## Written exercise 1:
Rewrite the Rothko essay starting with "There is no" and going on through "I coveted most.)", putting "Candy Land" in place of every "Candyland".
## Written exercise 2:
Extend the Rothko essay onward from its final sentence.

I have always been a Mark Rothko fan.

There is no telling why. That is part of the deal. It is supposed to be an emotional experience, reasons can’t be given.

(I have always thought it had a lot to do with the game Candyland, a game I think I played a lot growing up. In that game, you didn’t roll dice and use the total to know how many spaces to advance, you used color. Each square on the board had a color, and you would draw a card, which would have a block of color on it, and you would advance along the board until you arrived at the next square of that color. Sometimes, though, it seemed like only very rarely, you would get a double, a card with two blocks of the same color on it, and so you would be able to advance two instances of that color on the board. I suspect that Rothko’s paintings, on some very deep level, struck me as the world’s most gigantic version of the Candyland cards I coveted most.)

There is an exhibit of Rothko’s paintings in the Tate Modern in London. I have been lucky enough to visit London a fair amount of times, usually on my own, and I have been free to walk around wherever I chose. But every time I am there I go to the Tate to see the Rothkos. It would be easy to object to this, to say what are you thinking, there are an infinite number of things to see and do in London, don’t re-see something you have already seen. But I don’t even really think twice. I go straight to the Tate. Unlike most galleries, in which Rothko’s pictures are mixed in with others in a series of rooms devoted to a theme or a school of painting, at the Tate there are 9 Rothkos in one room, one very dimly lit room.

rothko_room

It takes time to see them, both because your eyes have to adjust to the low light, and because the paintings are very subtle. They are made almost entirely of blacks and maroons, and the forms on the canvas make themselves visible to you only gradually. At first the pictures look like mostly indistinct fields of dark. But over time, if you wait for it, the windows appear.

The windows. Or maybe they are frames. Or scaffolds of some kind. As I sat there at length, and the pictures presented themselves to me, it became clear that what was going on was that Rothko was trying to create for us a way to contact chaos without getting hurt. Let me try to explain that one. The paintings are huge, 8’x8′ or so, and the basic set up is that there is a field of dark red on which Rothko has overlain black rectangles, each of which is bisected, making them look like window panes. The dark red is clearly the background, and the black is laid down on top of the red. In the ones that struck me most, the red background is darker at the edges of the canvas and lighter in the center, so one has the clear sense of an almost infinite depth receding into the middle of the picture. It is like staring into the void, or looking into a blizzard, or peering over the edge of a very, very deep chasm. But for the windows. They provide a frame, a defense, a buffer that somehow keeps you safe, that somehow prevents the terror of the chaos from fully reaching you. The frames of the windows vary in thickness. In some pictures we are relatively more exposed to the chaos than others. Sometimes the frames take up most of the picture, and the sliver of red background is more occluded. Other times the frames are thinner, more delicate, and we feel far more nakedly exposed to the chaos.

## Information supplied:

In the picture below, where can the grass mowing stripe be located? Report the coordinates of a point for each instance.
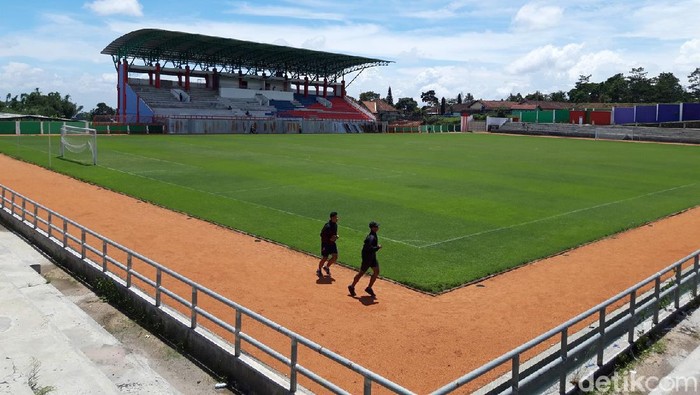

## Task result 1:
There is no telling why. That is part of the deal. It is supposed to be an emotional experience, reasons can’t be given.

(I have always thought it had a lot to do with the game Candy Land, a game I think I played a lot growing up. In that game, you didn’t roll dice and use the total to know how many spaces to advance, you used color. Each square on the board had a color, and you would draw a card, which would have a block of color on it, and you would advance along the board until you arrived at the next square of that color. Sometimes, though, it seemed like only very rarely, you would get a double, a card with two blocks of the same color on it, and so you would be able to advance two instances of that color on the board. I suspect that Rothko’s paintings, on some very deep level, struck me as the world’s most gigantic version of the Candy Land cards I coveted most.)

## Task result 2:
I know from being a big fan of the movie Six Degrees of Separation that Kandinsky has a two-sided painting, with chaos on one side and control on the other. What Rothko is doing here is offering both on the same side of the canvas, setting down one layer that is chaos, and then making sure it is muted or mediated or moderated or by a layer of control, the latter of which is closer to us, protecting us, keeping us safe, standing between us and chaos. But at the same time it allows us to see chaos, to connect with it, to really *feel* it.

The drama here isn’t really one of good and evil, of the destructive force of chaos against the control that keeps us safe. That would be a Hobbesian imagination. If we are to believe Nietzsche, and Deleuze and Guattari who followed in his wake, chaos is not evil, it is everything. It is both destruction and production. And it contains within it all of those forces, all at once, all in one place. It is all of life and all of death all mixed together. It is not a negative power, power as a threat, but power in general, force that can change the world. Chaos is the source of life, of energy, of creation, but also the source of death and destruction. We absolutely must have it to live, to survive. But of course it also brings death as well. If we confront it nakedly, without mediation, if we are immersed in it fully, it will overwhelm us, swallow us up into its swirl. But, again, we must contact it, must connect with it, must draw from its power in order to continue living and growing. We must figure out a way to draw creative/productive energy from chaos without getting so close to it, so immersed in it, that it swallows us up.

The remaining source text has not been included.